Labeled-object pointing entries
'''

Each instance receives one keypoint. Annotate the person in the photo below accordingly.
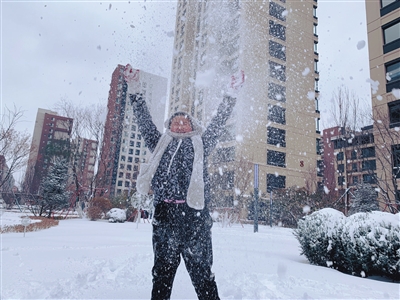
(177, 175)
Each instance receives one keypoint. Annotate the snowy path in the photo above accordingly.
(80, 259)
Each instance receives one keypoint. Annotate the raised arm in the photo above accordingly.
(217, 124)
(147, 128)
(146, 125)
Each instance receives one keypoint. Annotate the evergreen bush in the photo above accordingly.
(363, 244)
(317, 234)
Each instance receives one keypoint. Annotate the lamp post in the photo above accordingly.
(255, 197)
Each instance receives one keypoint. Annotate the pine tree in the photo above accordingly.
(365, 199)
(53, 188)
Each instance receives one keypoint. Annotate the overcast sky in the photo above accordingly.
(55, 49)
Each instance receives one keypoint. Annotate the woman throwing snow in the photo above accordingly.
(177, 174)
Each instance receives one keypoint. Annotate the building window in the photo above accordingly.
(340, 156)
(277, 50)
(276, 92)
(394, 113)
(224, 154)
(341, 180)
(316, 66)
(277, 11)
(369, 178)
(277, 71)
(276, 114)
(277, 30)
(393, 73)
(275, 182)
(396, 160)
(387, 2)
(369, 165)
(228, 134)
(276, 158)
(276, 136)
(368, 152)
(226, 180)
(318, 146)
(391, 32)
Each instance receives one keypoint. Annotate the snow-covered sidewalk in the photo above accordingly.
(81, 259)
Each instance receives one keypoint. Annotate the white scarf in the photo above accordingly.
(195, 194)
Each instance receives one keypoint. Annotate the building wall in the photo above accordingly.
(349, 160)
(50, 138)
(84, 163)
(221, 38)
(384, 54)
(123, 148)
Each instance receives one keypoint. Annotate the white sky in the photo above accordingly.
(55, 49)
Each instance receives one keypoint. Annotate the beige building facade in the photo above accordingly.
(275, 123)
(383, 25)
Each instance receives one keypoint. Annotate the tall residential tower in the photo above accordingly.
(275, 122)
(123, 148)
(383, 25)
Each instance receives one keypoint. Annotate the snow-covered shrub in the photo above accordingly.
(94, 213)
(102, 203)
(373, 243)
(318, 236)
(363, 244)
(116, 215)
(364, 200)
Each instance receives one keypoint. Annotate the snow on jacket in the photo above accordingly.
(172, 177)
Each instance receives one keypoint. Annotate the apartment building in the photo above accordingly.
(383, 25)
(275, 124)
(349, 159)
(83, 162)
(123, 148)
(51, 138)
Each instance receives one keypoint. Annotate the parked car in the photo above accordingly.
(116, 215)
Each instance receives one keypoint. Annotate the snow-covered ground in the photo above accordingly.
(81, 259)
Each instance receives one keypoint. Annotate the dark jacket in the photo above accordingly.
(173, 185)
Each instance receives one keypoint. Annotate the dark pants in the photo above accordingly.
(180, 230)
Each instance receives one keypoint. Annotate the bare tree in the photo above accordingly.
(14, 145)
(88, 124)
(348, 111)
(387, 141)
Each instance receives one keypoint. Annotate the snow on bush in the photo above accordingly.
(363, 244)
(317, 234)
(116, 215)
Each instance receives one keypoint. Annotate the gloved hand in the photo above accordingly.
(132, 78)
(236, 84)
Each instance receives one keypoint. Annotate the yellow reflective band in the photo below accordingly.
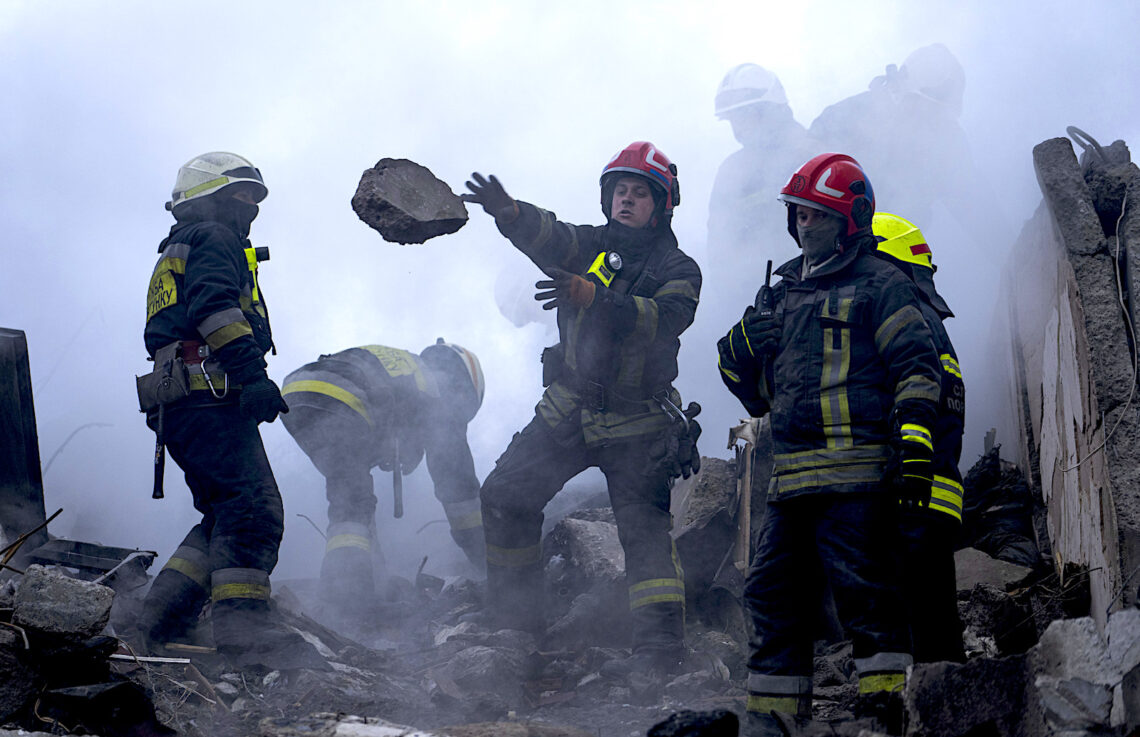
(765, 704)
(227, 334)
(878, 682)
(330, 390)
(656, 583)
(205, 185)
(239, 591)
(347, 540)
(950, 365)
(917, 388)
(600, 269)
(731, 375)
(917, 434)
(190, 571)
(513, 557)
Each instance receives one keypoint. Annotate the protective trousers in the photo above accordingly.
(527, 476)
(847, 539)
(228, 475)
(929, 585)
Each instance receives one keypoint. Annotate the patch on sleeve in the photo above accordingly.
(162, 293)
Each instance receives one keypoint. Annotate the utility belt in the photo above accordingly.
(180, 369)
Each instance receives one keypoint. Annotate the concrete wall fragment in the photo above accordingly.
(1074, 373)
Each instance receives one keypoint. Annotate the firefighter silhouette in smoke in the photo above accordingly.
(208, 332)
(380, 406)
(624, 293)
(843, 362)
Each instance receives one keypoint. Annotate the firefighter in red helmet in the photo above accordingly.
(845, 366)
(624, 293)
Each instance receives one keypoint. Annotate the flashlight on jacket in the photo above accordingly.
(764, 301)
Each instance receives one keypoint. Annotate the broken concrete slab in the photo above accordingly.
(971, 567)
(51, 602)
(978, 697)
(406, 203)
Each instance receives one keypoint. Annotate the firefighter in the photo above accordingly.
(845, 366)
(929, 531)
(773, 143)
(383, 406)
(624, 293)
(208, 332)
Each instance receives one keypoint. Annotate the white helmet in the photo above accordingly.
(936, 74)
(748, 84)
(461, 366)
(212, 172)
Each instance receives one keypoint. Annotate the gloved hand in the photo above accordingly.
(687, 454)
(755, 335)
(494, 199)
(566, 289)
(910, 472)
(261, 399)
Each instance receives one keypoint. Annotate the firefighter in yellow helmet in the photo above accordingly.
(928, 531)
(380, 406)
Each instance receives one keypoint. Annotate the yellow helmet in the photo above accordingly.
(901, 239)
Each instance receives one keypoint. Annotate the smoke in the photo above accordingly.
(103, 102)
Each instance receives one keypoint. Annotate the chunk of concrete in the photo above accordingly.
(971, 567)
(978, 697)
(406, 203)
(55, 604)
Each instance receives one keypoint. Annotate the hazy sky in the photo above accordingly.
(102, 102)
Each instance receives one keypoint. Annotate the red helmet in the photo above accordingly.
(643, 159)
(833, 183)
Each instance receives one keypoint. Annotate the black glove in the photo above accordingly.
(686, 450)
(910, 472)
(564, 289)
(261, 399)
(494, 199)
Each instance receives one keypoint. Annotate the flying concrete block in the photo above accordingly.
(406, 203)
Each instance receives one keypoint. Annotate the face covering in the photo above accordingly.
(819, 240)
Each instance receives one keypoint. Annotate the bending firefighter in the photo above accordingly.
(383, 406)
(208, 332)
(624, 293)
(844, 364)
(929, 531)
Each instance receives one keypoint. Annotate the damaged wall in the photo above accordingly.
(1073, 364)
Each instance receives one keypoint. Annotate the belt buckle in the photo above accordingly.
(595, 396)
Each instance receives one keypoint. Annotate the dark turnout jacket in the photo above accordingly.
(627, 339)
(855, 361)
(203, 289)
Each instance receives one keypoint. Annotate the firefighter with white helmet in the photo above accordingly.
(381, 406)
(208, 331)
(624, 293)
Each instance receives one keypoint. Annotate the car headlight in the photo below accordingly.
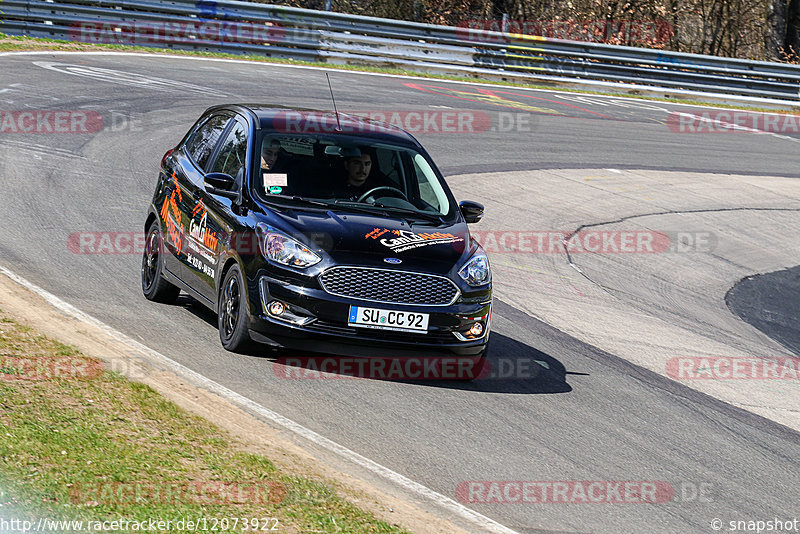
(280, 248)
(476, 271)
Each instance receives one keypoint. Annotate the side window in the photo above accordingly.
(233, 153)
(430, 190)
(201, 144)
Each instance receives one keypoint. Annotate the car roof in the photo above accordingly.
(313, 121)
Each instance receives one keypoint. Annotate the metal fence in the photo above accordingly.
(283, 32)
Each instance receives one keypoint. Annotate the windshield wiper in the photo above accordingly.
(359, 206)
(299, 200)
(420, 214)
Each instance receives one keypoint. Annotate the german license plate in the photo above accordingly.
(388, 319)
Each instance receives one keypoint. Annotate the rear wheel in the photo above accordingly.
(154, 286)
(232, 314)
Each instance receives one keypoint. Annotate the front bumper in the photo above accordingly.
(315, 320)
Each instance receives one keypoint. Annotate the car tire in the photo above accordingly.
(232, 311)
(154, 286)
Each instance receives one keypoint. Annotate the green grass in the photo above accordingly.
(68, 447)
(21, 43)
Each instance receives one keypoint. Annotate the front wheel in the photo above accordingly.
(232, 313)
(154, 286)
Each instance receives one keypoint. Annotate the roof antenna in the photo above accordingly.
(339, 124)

'''
'''

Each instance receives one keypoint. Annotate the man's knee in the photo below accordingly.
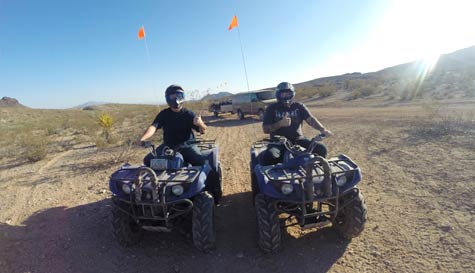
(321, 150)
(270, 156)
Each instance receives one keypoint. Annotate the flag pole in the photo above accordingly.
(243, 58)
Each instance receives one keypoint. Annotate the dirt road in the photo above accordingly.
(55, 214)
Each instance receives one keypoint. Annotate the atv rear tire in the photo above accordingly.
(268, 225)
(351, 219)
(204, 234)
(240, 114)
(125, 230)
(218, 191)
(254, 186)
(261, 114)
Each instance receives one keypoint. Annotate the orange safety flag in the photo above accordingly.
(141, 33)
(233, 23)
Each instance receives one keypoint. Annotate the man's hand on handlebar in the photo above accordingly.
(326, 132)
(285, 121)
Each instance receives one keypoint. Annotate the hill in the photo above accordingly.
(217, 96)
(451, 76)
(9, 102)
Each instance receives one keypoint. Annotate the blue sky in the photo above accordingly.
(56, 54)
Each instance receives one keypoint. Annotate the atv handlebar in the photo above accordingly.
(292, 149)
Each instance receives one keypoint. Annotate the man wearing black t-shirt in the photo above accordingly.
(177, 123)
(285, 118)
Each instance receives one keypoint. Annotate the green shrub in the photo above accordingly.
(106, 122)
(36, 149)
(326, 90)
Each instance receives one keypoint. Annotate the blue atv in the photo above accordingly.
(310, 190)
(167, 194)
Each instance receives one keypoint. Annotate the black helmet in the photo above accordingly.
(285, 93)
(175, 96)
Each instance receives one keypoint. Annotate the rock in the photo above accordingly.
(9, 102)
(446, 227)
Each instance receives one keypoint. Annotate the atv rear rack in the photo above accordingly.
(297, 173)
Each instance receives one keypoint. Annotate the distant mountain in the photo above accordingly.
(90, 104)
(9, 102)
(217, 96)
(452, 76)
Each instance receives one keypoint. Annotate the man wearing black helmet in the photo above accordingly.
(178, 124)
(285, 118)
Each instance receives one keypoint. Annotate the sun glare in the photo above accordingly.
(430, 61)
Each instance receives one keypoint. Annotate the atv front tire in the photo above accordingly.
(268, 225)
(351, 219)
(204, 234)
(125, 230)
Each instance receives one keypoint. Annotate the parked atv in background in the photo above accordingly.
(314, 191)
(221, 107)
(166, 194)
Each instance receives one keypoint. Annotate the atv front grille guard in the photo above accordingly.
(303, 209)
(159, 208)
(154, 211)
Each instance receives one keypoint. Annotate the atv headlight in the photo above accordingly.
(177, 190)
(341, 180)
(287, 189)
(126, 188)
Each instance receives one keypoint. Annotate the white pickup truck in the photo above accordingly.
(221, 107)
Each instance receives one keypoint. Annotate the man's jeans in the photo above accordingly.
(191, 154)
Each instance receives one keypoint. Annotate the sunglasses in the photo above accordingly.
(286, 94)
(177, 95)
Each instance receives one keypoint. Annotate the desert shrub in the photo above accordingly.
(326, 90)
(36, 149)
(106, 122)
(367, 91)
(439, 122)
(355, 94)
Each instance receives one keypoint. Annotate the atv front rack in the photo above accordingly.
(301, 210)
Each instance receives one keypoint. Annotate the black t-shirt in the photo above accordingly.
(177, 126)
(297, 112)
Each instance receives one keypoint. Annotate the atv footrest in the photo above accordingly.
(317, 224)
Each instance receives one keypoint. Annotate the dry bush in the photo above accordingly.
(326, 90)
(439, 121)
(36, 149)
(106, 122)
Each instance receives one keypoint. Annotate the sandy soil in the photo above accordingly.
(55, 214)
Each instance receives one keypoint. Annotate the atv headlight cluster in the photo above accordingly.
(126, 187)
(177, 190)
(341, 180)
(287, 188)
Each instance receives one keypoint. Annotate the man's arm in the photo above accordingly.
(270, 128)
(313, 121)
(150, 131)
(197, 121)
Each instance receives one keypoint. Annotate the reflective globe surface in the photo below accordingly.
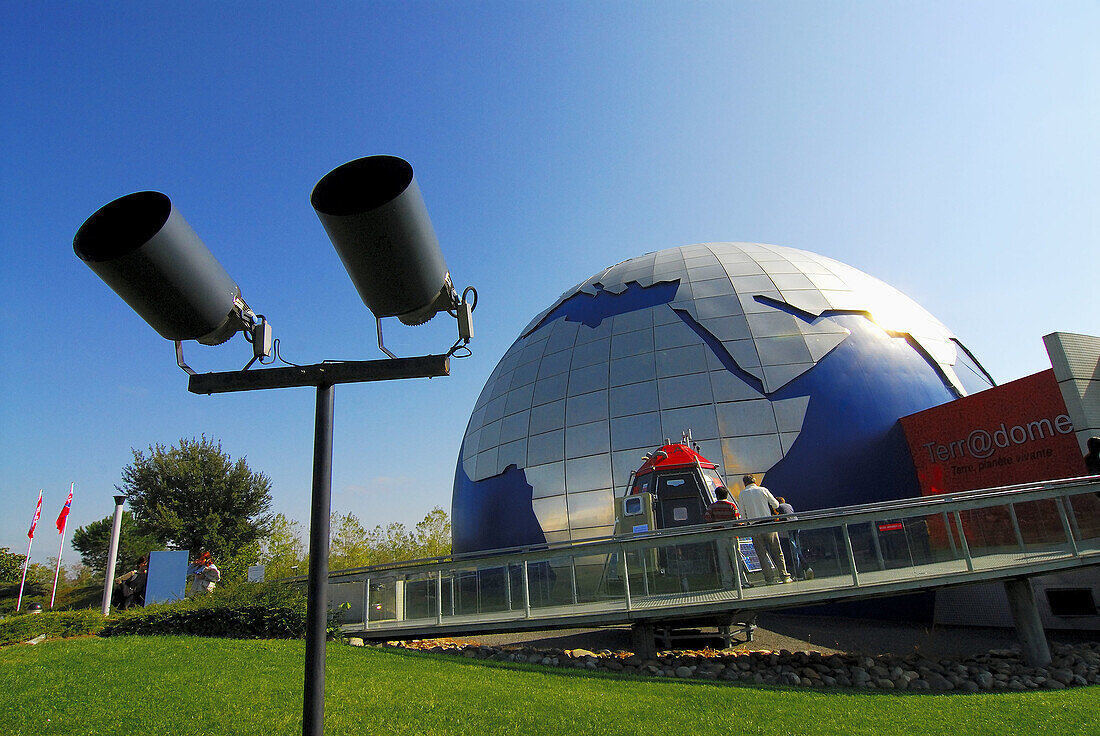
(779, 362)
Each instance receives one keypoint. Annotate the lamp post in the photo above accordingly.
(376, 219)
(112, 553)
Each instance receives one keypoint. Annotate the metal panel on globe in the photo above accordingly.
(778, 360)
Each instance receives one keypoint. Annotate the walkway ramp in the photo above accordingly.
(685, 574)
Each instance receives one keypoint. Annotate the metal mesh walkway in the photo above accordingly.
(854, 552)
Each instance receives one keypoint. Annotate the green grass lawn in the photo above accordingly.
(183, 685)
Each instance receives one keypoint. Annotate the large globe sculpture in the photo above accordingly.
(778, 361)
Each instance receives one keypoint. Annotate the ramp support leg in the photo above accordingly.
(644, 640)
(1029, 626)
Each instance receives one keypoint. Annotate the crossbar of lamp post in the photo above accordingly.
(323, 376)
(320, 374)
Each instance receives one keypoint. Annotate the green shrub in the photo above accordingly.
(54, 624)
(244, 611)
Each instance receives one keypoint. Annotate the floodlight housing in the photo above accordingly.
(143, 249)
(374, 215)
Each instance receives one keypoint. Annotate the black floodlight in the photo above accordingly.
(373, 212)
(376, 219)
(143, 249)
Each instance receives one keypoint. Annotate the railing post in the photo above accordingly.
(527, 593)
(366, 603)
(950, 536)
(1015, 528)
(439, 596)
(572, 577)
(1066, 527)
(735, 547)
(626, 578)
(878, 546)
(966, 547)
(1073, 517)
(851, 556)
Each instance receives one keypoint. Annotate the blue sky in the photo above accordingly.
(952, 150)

'''
'''

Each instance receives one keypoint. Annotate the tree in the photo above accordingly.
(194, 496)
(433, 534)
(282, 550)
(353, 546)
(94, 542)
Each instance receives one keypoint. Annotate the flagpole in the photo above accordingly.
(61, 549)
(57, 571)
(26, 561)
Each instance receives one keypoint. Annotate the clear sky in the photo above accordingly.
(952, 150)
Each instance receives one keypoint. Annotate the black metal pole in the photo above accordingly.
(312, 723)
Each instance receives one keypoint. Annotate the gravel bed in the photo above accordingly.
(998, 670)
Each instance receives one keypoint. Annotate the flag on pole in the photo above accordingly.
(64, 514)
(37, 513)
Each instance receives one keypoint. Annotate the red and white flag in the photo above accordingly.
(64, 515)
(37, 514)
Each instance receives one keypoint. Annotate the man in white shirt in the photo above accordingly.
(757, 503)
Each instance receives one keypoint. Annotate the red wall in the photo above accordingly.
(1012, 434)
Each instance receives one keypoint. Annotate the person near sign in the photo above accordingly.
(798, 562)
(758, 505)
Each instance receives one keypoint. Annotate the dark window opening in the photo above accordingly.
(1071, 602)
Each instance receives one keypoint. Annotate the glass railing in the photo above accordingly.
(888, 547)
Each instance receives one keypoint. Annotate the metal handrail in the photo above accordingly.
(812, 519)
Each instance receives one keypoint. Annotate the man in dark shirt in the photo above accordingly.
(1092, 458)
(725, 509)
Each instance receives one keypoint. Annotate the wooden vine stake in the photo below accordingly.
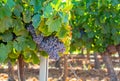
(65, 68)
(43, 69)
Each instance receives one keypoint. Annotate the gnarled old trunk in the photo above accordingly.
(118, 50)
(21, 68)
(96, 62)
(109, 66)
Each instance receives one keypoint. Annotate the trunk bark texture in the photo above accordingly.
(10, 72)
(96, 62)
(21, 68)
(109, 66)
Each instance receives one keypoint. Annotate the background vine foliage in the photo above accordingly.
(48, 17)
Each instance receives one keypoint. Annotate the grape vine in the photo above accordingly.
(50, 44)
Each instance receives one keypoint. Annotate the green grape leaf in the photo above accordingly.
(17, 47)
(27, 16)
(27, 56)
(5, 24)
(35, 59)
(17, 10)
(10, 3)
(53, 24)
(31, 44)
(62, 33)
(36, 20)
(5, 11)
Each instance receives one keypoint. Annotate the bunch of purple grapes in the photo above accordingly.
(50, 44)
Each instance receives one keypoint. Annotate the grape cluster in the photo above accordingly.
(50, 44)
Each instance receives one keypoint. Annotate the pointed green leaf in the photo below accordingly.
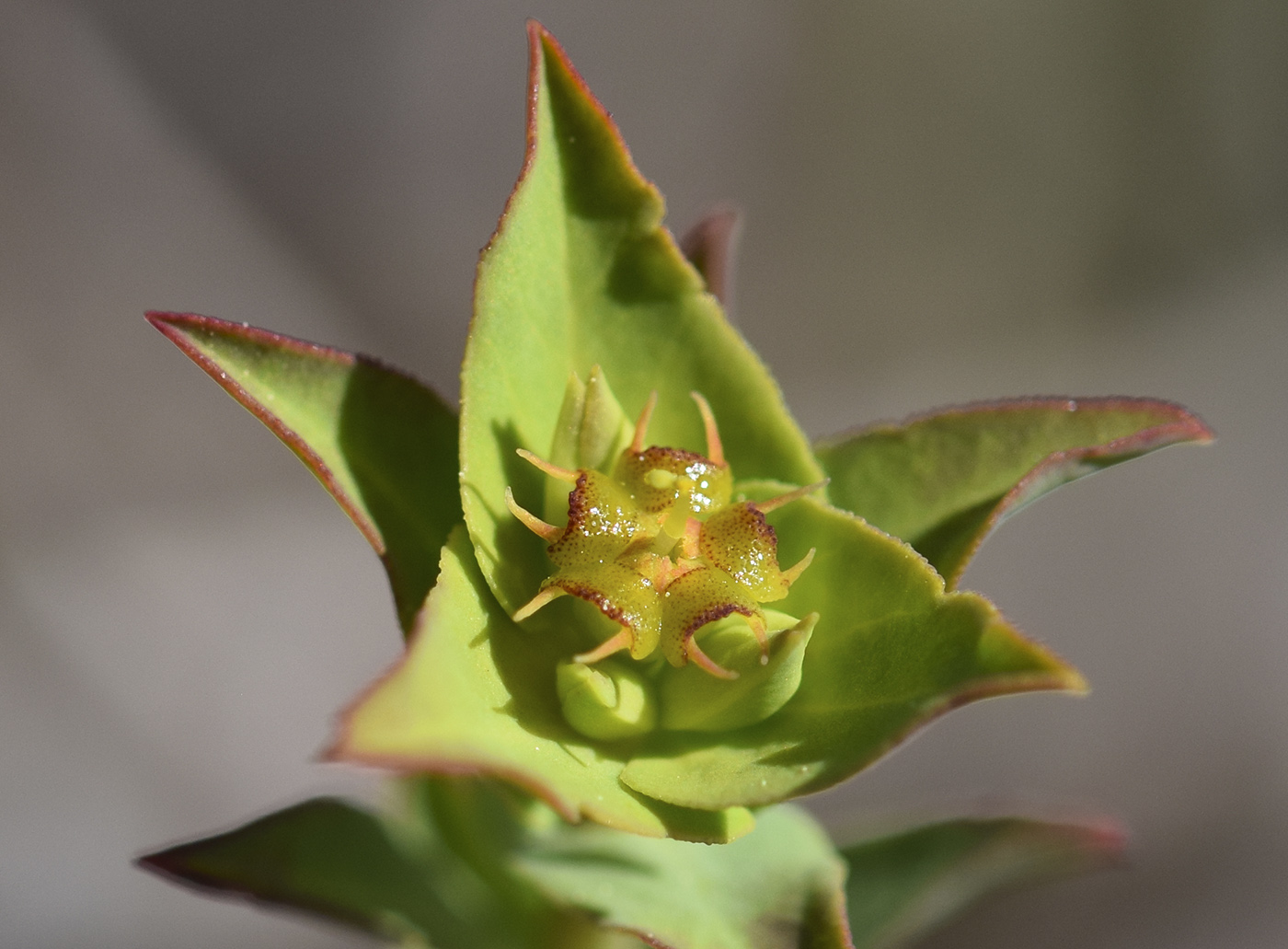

'''

▸ YOUR GOAL:
Return every line of the material above that contains the word "ramp".

▸ SOLUTION BELOW:
Each instance receives one keypoint. Annotate the walkway ramp in the photo above accordingly.
Each instance receives one keypoint. Annotate the ramp support leg in the photo above accordingly.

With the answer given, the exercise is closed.